DIRECTION 1 -
Answer these questions using the article on Pakistan's new government:
(a) Which two parties joined to form the coalition government?
(b) What does the term "laadla" mean?
(c) How many times has Shehbaz Sharif now become Prime Minister?
DIRECTION 2 - Proceed with the article on the Pakistani military's hold over the country's politics, writing on from its last paragraph.

PASSAGE PROVIDED -

Originally Published The Hindu Published on Mar 22, 2024

Pakistan’s new government rests on a stolen mandate engineered by the military

The military’s continuing hold over Pakistan

After much waiting, Pakistan’s election drama appears to be over, with Shehbaz Sharif becoming the Prime Minister for the second time after his Pakistan Muslim League-Nawaz (PML-N) joined hands with the Pakistan Peoples Party (PPP) to form a coalition government. The two parties may claim that they have taken this step to save Pakistan from instability; however, in reality, this is only poised to exacerbate the economic and political chaos. In the days ahead, the new government will have its task cut out to alleviate Pakistan’s troubles while also pandering to the military’s whims and fancies.

In Pakistan, it is a known secret that the military establishment interferes in the electoral process and selects the laadla (a derogatory term for the army-backed prime ministerial candidate). However, the brazenness with which the electoral manipulation has occurred this time has caused widespread anger among people against the army leadership. Allegations of rigging notwithstanding, the military appears to have achieved its intended objectives without caring much about the people’s mandate. This is bound to have implications for not just domestic political stability but also for South Asia.

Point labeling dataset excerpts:

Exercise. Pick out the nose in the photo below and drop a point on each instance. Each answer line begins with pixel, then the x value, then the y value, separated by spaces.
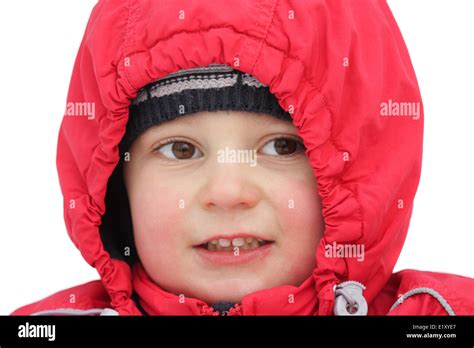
pixel 230 186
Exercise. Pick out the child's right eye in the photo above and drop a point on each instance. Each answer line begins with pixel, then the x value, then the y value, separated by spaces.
pixel 179 150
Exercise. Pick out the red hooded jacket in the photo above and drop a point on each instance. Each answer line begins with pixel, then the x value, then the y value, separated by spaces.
pixel 333 64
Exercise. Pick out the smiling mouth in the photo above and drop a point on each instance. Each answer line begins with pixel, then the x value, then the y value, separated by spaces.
pixel 229 244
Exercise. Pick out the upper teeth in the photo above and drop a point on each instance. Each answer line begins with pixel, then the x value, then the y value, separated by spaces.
pixel 223 244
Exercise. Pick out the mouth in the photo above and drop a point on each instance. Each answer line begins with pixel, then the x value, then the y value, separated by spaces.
pixel 230 244
pixel 236 249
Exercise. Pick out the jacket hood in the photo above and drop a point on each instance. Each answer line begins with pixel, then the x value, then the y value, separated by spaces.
pixel 339 67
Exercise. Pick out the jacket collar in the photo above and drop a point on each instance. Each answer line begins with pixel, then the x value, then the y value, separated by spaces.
pixel 281 300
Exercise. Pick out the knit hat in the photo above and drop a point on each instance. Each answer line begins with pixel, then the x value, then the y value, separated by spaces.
pixel 212 88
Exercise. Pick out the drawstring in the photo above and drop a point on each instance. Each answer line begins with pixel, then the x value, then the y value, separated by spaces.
pixel 233 311
pixel 349 299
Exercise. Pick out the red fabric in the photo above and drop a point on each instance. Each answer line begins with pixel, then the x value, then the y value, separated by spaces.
pixel 364 163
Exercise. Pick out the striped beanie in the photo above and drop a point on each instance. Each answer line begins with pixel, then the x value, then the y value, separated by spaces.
pixel 211 88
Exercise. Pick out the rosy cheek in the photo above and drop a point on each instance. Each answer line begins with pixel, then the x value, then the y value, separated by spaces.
pixel 301 224
pixel 158 214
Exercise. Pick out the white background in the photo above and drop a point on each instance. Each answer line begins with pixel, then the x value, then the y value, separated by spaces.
pixel 39 42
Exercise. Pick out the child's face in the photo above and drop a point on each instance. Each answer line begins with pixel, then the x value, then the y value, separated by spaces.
pixel 185 189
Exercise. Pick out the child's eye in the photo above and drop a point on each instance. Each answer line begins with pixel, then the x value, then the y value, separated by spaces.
pixel 282 147
pixel 179 150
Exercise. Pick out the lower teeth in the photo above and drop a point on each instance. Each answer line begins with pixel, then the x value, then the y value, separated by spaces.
pixel 246 246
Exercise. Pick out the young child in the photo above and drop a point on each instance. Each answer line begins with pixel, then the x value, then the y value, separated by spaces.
pixel 240 161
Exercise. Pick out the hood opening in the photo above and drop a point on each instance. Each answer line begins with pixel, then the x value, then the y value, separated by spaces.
pixel 116 229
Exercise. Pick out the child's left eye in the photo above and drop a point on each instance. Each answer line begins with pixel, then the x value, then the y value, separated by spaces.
pixel 179 150
pixel 282 147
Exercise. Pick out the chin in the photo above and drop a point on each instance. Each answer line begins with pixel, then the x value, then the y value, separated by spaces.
pixel 231 290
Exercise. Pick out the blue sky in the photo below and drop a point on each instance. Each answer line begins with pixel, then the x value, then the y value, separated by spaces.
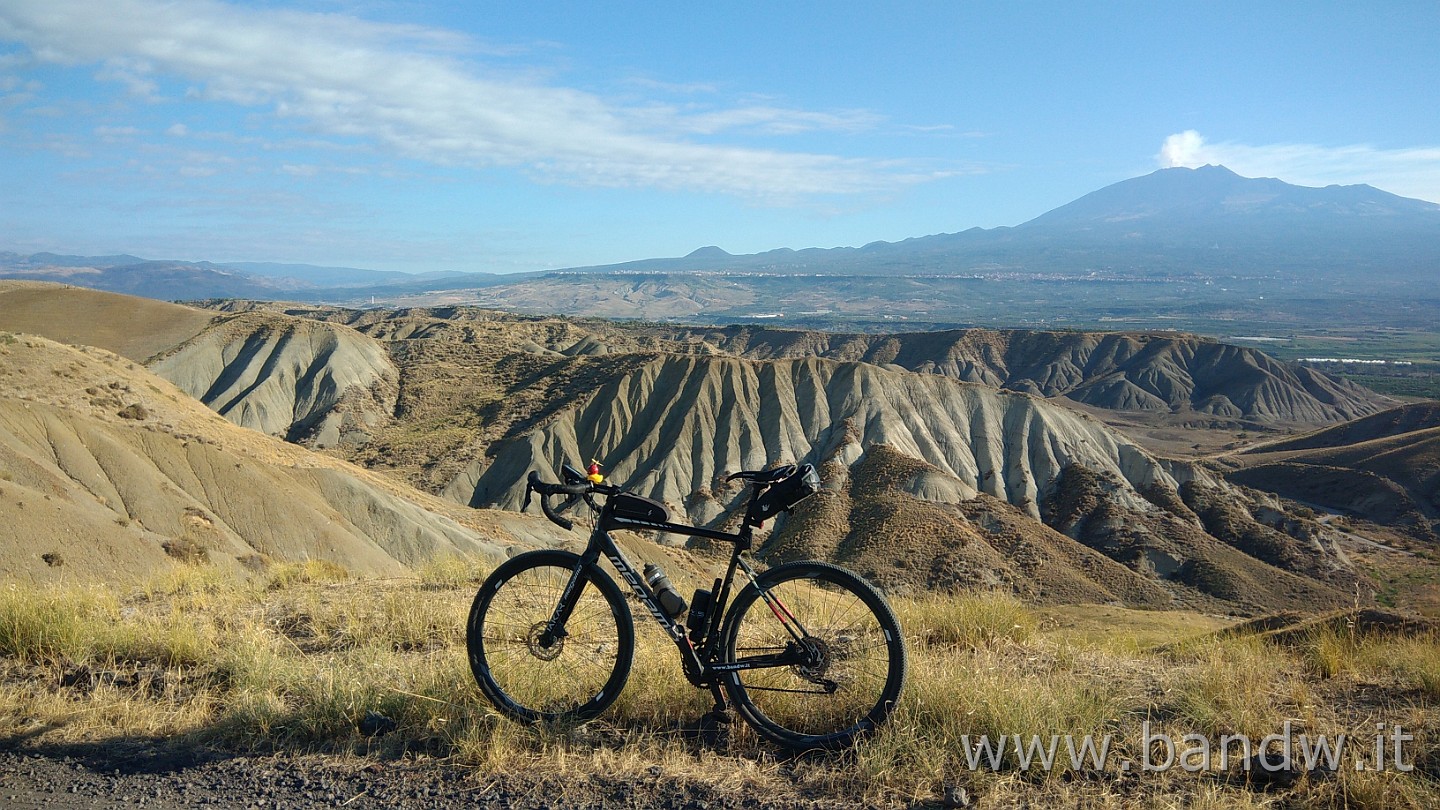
pixel 503 137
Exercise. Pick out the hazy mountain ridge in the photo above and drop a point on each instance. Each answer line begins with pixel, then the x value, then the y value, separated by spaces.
pixel 1174 219
pixel 1207 222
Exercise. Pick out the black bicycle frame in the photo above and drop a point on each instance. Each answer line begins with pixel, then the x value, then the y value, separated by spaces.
pixel 699 662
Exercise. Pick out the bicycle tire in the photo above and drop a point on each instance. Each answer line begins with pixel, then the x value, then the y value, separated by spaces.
pixel 864 656
pixel 576 678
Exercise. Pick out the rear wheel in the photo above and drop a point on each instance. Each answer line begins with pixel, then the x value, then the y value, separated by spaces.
pixel 530 676
pixel 853 656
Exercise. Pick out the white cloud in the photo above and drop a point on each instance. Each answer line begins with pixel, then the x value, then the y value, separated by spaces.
pixel 416 91
pixel 1407 172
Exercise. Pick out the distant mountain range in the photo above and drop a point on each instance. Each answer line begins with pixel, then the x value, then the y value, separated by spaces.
pixel 183 280
pixel 1194 222
pixel 1206 219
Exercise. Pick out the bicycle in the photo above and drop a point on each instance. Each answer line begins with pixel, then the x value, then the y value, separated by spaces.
pixel 808 653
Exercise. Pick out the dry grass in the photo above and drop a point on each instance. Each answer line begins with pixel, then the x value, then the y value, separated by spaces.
pixel 294 660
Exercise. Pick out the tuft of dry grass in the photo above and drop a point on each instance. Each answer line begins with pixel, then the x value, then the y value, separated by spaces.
pixel 295 657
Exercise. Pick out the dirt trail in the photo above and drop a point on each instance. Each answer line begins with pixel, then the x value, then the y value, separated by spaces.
pixel 170 780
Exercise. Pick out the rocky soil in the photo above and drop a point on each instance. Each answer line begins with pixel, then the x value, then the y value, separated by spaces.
pixel 167 779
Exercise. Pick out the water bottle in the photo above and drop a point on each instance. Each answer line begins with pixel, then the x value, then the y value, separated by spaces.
pixel 666 594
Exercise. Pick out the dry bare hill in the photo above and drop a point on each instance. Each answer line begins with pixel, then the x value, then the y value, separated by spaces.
pixel 1167 372
pixel 936 483
pixel 1384 469
pixel 1037 497
pixel 317 384
pixel 110 472
pixel 128 326
pixel 1116 371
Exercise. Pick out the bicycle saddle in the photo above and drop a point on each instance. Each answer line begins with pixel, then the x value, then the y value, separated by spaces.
pixel 765 476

RESPONSE 1 -
(a) The Pakistan Muslim League-Nawaz (PML-N) and the Pakistan Peoples Party (PPP).
(b) It is a derogatory term for the army-backed prime ministerial candidate.
(c) Twice. This is his second time.

RESPONSE 2 -
The military’s interference

Pakistan’s history is replete with instances of direct or indirect military interference in domestic politics, including four periods of martial law. This time, the independent candidates backed by Imran Khan’s Pakistan Tehreek-i-Insaf (PTI) won the highest number of National Assembly seats. In 2018, Mr. Khan himself became the Prime Minister of Pakistan with the tacit support of the army. So, it is somewhat ironic that his party is now raising such a hue and cry about the rigging of the elections.

The last purportedly free and fair polls in Pakistan were held in 1970. However, the disastrous consequences of those elections still linger in the memory of the military establishment. Despite securing an absolute majority in erstwhile East Bengal, Sheikh Mujibur Rahman’s Awami League was not allowed to form the government in Islamabad. This spawned a public outcry and eventually caused the breakup of Pakistan in 1971. Since then, the army has been largely successful in manipulating the electoral mandate and selecting prime ministers. Both domestic and international pressures have so far failed to stop the army from interfering in domestic politics.

The Chief of Army Staff (COAS), General Syed Asim Munir, is aware that the success of the Special Investment Facilitation Council, his pet project to stabilise the country’s economy, depends on external financial support.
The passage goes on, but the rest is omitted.